● EXERCISE: Report each line of the entries below that includes "tower".

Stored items
=== Begin Enclosure ===

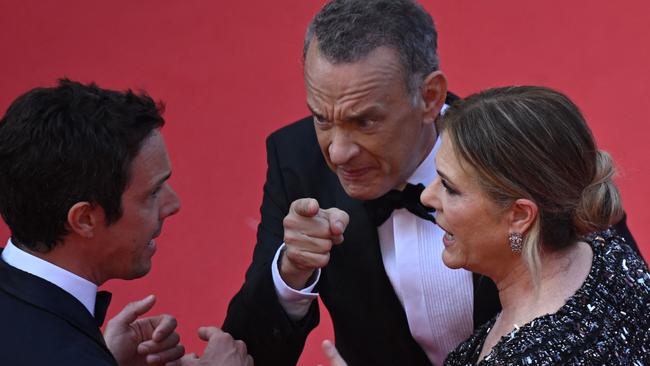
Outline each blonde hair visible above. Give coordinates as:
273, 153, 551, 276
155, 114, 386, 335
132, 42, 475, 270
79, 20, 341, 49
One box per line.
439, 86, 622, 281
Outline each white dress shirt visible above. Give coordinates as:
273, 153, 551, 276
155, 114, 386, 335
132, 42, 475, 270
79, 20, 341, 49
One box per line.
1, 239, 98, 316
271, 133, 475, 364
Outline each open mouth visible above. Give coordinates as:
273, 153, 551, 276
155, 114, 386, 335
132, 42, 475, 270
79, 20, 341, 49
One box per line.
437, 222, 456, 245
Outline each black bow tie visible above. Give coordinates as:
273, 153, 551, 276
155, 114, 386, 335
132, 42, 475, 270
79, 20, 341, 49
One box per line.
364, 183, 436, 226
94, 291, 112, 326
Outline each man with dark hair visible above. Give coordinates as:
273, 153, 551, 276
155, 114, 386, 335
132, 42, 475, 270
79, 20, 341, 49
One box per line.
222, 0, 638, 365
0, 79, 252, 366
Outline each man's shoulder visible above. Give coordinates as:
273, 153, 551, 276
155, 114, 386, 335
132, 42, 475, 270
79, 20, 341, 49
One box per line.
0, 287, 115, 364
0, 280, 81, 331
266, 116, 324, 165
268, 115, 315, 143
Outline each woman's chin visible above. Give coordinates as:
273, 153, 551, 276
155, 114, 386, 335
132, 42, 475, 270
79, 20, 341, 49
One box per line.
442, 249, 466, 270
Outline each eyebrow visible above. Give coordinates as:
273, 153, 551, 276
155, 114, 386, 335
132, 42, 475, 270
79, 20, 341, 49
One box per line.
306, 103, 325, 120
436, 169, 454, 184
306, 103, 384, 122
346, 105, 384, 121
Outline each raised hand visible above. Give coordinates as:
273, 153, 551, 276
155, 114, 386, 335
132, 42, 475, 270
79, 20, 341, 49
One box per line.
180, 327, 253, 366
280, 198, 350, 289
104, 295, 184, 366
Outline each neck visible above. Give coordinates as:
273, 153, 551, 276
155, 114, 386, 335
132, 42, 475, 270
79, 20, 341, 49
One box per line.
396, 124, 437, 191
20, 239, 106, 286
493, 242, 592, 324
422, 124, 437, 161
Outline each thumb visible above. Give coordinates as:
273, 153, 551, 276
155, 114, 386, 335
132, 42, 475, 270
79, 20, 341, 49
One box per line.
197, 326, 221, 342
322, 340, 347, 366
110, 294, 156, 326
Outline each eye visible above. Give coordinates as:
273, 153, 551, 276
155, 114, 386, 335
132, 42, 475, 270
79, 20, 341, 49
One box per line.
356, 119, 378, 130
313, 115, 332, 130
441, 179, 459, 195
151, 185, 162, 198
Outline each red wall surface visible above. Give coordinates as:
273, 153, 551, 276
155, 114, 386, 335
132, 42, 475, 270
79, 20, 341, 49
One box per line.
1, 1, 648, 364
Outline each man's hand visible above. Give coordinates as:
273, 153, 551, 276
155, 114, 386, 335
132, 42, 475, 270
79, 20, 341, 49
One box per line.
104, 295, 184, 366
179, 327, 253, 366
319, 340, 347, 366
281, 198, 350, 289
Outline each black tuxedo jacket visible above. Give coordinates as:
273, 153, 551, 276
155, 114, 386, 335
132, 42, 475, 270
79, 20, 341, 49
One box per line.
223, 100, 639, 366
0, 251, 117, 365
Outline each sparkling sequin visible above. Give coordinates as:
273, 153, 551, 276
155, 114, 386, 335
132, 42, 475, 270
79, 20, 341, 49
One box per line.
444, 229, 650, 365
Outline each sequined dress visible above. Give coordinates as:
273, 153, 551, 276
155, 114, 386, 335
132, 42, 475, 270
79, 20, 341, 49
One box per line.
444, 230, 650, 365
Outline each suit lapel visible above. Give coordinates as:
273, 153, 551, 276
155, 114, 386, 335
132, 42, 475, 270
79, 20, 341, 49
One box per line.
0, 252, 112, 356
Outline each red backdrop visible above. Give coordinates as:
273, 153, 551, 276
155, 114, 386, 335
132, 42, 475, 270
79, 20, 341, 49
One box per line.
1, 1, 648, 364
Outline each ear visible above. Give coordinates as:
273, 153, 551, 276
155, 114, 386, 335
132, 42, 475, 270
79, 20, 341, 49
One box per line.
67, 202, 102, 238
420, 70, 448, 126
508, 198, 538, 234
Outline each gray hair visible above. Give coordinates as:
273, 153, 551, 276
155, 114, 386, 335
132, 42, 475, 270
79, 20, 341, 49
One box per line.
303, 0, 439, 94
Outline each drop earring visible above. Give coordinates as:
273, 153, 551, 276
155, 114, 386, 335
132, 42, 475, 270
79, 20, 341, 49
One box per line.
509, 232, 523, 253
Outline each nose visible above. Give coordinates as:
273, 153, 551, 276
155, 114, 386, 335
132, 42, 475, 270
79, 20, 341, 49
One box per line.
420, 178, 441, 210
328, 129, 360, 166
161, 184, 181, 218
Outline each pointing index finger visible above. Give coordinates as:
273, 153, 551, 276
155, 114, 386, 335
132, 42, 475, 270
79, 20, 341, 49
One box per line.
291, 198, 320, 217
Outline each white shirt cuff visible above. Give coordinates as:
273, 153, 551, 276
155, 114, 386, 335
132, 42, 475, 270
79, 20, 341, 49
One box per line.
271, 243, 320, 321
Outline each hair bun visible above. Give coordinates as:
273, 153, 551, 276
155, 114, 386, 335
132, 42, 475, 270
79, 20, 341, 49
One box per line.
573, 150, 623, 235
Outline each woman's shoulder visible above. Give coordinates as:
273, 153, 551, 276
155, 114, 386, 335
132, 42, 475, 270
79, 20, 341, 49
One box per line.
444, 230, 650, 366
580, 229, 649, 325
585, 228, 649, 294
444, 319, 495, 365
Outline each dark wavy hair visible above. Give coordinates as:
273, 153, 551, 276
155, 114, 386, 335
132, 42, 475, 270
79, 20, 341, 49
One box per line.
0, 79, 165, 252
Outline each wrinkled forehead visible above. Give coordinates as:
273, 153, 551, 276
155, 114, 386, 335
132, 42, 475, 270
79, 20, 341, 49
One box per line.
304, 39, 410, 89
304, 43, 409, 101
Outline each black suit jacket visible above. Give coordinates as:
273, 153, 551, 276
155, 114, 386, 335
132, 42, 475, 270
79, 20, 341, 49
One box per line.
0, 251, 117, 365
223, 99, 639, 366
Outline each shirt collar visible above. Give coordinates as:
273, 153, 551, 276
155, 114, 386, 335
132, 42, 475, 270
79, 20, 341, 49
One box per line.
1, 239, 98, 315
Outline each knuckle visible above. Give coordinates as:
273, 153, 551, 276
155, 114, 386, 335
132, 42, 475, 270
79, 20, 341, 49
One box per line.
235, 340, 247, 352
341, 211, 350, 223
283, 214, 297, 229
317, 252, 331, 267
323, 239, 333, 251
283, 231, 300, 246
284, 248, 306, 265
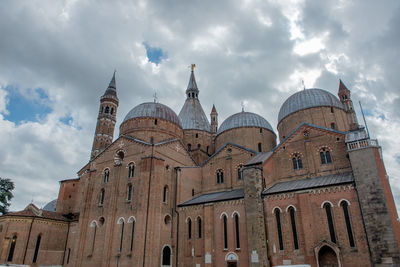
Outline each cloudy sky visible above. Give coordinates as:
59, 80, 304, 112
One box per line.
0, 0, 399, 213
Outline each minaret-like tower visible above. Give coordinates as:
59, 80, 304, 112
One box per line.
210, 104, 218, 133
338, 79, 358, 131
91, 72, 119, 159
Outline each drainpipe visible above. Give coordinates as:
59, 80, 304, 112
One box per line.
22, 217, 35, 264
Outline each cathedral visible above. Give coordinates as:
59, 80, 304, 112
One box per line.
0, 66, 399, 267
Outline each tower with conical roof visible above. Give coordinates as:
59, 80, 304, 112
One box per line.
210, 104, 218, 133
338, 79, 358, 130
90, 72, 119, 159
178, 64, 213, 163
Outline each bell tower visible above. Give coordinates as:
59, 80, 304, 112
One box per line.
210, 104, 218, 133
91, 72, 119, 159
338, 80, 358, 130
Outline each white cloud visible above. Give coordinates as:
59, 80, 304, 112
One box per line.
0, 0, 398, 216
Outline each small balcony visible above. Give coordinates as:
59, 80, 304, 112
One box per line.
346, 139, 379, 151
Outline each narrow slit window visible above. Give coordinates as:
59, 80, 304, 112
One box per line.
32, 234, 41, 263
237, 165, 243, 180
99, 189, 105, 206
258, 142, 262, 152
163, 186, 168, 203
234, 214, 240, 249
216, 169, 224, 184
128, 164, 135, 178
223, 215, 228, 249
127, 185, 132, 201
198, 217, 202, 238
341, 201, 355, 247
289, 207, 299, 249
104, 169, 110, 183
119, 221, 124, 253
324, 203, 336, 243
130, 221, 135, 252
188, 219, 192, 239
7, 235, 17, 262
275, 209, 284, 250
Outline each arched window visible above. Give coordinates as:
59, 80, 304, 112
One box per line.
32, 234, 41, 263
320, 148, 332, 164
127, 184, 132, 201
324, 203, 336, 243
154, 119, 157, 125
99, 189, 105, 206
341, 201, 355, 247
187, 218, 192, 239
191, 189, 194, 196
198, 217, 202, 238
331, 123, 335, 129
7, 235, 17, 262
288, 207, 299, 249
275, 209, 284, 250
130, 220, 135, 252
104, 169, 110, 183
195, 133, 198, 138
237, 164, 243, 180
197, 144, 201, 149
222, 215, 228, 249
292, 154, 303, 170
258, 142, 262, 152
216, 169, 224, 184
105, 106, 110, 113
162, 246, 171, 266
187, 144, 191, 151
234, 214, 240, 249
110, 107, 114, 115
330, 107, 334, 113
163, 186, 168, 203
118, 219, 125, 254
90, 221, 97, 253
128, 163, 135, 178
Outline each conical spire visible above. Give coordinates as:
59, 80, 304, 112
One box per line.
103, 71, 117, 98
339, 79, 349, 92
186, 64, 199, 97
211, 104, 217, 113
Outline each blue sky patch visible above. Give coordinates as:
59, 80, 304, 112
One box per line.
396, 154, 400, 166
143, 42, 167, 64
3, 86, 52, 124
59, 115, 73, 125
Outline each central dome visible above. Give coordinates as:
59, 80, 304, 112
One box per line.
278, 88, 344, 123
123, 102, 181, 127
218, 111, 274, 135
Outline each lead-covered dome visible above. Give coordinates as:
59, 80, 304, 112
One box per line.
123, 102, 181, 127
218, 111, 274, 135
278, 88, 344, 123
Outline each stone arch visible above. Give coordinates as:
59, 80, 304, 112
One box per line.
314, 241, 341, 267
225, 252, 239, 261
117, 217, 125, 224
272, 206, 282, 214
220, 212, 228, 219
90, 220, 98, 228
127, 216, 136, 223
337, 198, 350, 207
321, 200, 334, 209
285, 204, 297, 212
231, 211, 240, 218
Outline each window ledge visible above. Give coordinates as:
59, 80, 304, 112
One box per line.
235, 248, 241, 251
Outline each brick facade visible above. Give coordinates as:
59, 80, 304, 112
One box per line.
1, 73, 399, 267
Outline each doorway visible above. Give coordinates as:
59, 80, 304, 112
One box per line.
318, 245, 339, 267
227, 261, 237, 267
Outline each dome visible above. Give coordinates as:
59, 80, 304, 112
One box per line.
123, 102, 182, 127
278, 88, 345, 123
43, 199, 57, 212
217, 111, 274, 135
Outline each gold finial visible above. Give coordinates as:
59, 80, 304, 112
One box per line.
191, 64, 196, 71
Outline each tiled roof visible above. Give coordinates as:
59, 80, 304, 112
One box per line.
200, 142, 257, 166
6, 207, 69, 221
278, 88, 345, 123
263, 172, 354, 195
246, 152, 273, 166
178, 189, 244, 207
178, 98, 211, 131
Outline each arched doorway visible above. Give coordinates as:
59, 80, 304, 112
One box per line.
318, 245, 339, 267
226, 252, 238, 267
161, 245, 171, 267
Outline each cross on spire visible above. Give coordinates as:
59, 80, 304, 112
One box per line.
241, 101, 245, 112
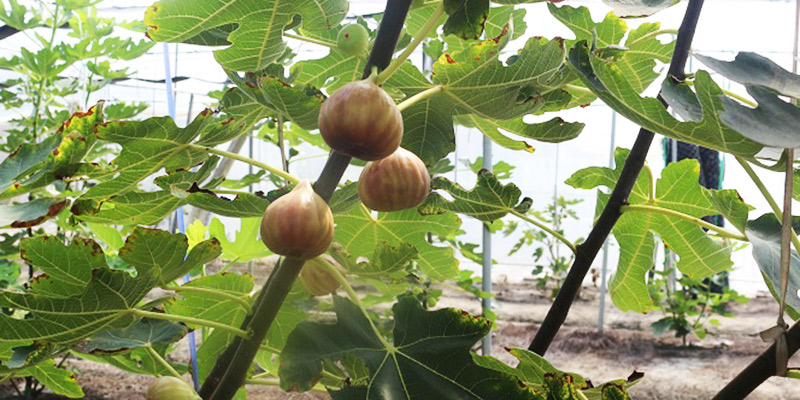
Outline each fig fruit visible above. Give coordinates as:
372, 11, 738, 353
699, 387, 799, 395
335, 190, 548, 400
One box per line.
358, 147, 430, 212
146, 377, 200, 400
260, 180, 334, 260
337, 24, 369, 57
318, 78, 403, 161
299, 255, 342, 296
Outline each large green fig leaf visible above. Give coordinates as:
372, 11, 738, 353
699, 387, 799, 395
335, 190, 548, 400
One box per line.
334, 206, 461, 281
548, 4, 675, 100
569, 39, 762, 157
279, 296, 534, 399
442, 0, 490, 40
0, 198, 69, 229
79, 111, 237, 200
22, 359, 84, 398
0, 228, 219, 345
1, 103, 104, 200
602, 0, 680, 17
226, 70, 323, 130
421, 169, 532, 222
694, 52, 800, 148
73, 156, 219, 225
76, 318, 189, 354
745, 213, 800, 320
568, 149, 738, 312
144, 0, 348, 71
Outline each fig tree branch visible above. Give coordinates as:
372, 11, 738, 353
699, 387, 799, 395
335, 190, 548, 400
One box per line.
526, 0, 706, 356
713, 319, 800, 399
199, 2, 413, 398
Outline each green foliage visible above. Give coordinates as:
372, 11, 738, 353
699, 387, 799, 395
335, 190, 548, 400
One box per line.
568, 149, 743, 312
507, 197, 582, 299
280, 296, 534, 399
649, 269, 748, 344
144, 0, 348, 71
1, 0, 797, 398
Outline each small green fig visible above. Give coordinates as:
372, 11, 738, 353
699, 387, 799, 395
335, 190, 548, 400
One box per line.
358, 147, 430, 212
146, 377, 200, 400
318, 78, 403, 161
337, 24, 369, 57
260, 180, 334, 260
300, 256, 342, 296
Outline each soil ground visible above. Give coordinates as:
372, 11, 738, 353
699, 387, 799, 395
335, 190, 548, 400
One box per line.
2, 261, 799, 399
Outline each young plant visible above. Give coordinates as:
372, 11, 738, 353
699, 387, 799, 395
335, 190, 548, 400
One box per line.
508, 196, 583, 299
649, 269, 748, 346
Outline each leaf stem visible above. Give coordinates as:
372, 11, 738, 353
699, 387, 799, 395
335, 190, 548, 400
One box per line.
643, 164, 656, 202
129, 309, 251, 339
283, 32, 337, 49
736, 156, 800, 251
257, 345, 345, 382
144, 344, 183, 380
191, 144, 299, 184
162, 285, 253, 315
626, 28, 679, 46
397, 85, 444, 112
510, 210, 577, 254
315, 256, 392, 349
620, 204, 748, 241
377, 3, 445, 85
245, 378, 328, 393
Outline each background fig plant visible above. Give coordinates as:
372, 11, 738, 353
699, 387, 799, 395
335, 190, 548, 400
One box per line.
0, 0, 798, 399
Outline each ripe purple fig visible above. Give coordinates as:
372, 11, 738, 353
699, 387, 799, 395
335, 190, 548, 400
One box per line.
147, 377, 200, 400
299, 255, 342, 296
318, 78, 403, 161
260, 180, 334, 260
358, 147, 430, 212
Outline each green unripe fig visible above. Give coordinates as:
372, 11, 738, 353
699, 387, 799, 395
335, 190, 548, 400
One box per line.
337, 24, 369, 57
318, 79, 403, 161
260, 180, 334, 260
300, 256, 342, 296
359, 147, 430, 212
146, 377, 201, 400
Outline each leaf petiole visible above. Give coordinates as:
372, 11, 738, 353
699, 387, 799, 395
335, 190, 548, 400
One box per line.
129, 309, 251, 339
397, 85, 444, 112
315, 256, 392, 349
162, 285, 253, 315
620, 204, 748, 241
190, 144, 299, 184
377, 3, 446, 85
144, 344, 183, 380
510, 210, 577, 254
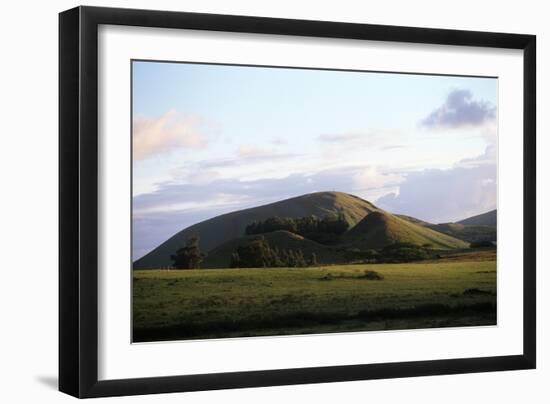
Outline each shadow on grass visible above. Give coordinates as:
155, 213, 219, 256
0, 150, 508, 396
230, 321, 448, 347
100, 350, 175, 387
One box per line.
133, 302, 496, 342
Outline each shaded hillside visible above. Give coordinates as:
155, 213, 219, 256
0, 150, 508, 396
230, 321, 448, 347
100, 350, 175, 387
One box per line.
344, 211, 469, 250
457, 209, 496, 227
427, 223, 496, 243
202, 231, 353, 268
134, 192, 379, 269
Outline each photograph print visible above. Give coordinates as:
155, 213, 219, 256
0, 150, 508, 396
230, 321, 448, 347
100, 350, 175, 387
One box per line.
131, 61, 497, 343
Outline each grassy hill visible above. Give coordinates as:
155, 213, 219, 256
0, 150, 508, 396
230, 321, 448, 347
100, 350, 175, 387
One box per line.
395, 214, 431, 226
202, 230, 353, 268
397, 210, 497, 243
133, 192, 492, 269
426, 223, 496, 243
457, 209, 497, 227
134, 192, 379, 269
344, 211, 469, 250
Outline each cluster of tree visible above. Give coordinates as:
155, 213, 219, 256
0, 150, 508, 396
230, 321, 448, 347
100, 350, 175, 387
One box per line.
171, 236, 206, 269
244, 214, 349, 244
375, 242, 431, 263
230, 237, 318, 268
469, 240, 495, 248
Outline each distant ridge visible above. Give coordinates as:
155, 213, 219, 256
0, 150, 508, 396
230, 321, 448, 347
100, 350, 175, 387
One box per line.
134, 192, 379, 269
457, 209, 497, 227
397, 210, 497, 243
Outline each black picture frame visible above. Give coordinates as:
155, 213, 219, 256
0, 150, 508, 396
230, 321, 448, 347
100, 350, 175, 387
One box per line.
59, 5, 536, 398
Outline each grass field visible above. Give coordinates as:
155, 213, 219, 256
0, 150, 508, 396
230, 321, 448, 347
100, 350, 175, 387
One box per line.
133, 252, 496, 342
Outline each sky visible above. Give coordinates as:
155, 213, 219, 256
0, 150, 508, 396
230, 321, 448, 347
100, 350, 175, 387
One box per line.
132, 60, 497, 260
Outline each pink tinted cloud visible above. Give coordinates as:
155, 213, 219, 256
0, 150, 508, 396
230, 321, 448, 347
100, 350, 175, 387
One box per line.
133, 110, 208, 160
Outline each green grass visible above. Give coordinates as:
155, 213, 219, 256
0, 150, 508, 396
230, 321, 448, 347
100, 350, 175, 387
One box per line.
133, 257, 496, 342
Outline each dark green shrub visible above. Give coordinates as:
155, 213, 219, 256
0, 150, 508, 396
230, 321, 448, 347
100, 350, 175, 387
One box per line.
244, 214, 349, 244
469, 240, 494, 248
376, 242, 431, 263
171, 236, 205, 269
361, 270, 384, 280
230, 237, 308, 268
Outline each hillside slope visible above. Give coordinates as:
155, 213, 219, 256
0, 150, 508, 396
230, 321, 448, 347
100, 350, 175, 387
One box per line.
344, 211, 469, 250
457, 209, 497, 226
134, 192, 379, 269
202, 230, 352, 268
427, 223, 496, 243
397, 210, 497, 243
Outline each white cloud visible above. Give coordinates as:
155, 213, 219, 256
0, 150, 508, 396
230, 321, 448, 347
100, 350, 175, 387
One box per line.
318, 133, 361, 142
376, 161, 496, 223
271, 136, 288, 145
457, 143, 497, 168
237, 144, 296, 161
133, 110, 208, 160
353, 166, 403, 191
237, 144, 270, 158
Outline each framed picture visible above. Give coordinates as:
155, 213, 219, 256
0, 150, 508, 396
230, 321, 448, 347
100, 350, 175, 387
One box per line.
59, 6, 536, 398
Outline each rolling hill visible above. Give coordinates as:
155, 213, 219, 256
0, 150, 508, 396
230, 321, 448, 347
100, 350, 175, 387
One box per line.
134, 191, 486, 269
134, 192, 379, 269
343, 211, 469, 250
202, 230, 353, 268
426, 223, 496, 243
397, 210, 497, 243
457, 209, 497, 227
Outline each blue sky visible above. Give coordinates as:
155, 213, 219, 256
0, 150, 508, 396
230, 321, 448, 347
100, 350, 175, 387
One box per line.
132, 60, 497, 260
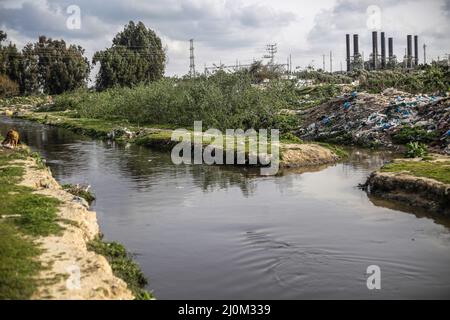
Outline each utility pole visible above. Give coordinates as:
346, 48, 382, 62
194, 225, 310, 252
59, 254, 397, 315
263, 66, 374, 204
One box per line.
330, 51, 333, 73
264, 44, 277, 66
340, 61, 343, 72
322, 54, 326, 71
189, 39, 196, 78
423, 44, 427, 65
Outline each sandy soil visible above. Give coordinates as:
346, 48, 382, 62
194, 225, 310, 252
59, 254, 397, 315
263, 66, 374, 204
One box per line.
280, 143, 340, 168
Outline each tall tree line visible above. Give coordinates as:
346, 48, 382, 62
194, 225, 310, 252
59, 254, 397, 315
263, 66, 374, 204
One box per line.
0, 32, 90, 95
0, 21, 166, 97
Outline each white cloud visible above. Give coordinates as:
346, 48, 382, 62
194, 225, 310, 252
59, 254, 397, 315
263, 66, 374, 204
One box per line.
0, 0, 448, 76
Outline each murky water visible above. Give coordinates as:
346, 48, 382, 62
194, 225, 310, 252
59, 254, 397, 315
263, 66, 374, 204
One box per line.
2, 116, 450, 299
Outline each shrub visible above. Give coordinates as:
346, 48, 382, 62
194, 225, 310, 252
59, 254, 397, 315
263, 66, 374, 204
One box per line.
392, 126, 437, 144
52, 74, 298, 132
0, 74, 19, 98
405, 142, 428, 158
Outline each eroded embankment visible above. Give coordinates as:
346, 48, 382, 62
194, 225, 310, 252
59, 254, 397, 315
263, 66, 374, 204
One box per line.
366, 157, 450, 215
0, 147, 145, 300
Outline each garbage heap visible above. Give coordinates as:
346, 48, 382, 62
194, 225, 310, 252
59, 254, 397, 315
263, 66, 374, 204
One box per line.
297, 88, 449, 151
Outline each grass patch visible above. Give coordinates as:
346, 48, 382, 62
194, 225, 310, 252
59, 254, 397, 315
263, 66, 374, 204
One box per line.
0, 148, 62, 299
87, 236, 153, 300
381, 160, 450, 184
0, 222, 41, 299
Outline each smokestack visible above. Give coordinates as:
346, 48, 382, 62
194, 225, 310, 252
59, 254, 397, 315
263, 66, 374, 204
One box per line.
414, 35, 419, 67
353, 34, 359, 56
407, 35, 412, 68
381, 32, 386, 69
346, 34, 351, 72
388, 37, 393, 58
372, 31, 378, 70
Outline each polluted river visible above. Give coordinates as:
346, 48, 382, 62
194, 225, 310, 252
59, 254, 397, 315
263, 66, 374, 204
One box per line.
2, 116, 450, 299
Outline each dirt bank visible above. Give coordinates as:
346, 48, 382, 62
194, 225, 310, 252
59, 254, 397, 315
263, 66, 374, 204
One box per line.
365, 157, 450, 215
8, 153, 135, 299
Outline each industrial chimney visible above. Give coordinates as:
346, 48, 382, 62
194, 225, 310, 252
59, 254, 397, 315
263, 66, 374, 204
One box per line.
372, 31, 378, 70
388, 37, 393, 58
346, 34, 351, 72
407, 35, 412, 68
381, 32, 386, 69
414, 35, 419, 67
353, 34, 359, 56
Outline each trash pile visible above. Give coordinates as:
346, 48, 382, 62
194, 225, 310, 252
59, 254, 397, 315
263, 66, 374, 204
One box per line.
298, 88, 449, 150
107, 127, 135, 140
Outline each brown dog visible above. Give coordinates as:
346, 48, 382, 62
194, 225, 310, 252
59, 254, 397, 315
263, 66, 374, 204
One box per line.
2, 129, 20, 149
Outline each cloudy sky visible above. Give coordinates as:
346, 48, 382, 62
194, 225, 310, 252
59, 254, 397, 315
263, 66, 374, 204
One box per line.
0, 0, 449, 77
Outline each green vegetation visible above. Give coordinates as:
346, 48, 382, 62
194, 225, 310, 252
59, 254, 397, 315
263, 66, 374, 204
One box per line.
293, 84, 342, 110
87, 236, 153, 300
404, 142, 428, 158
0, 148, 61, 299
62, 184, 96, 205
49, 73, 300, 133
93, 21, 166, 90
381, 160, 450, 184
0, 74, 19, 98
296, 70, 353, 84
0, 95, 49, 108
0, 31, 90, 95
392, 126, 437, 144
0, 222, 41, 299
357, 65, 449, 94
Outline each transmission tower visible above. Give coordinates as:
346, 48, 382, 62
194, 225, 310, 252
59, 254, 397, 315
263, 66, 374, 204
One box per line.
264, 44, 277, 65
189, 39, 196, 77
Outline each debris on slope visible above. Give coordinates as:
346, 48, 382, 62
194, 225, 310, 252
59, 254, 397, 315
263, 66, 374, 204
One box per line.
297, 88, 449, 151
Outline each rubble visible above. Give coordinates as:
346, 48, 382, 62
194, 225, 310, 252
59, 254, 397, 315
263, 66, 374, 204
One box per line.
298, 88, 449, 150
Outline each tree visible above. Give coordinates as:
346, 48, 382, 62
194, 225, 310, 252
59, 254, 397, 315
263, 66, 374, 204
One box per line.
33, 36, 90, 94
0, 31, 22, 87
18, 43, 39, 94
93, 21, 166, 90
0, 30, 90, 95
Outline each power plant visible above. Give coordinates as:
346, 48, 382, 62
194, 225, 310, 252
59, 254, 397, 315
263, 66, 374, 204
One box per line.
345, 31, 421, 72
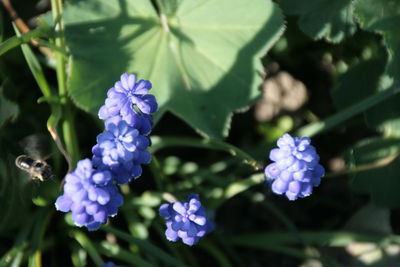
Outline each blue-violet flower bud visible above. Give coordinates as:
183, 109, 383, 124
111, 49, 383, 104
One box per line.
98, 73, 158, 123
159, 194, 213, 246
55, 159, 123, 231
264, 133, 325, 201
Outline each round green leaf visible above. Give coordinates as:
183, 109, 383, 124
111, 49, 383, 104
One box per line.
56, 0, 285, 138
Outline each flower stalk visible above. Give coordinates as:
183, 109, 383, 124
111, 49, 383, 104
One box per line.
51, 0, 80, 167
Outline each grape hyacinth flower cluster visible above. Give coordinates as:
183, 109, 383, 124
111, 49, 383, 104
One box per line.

=== End Enclosure ===

● WRITTEN RESPONSE:
Outline each minaret-like tower visible above. Give coordinates as:
Outline each tower with conical roof visible above. Give coordinates as:
Outline each bell tower visible above. Give coordinates as:
Outline each transmission tower visible above. Give coordinates as:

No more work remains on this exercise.